FR — E era perigoso na época.

B — Era. Mas eu não ia deixar de andar com o Rui porque o Rui estava envolvido. Não ia. Porque, de uma certa forma, eu também estava. A gente queria mudar o país. Acho que hoje as pessoas têm essa piração pelo Lula porque a gente achava que só um presidente tipo o Lula ia resolver a situação do país. A gente tinha esse sonho, esse grande sonho de não ter mais esses presidentes ditatoriais, de conseguir ter um presidente popular, que visse o povo de uma outra forma. E a gente tinha ideologia — tinha mesmo, não era uma coisa só de dizer, não.

FR — Não era uma coisa de Facebook, não é?

B — Uma vez jogaram eu e a Socorro Papoula (atriz e figura atuante na cena manauara nos anos 80 e 90. Atualmente Papoula tem um grande engajamento com movimentos sociais de mulheres) de cima da ponte daquele igarapé de Manaus. Socorro Papoula estava grávida na época, até perdeu o filho. A gente estava numa rebelião, todo mundo na rua, contra umas prisões arbitrárias que foram feitas aqui em Manaus. E jogaram eu e a Papoula no igarapé de Manaus. Nossa sorte foi que não estava nem muito fundo nem muito raso, senão a gente tinha se acabado. Conceição Souza também foi uma pessoa que foi perseguida. O marido da Claudia foi torturado.

FR — Conceição Souza do Dançaviva?

B — Sim, do balé.

FR — Estamos querendo entrevistar a Conceição Souza também.

Dados fornecidos:
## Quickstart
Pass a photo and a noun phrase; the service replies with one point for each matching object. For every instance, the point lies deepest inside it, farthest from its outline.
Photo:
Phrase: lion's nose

Enunciado da tarefa:
Responda com base no trecho:
1. Contra o que era a rebelião em que todo mundo estava na rua?
2. Em que estado estava Socorro Papoula na época em que foi jogada no igarapé?
3. De que grupo é a Conceição Souza mencionada?
Esse material é à parte e não pertence ao trecho.

Resolução do exercício:
1. Contra umas prisões arbitrárias feitas em Manaus.
2. Estava grávida e chegou a perder o filho.
3. Do balé Dançaviva.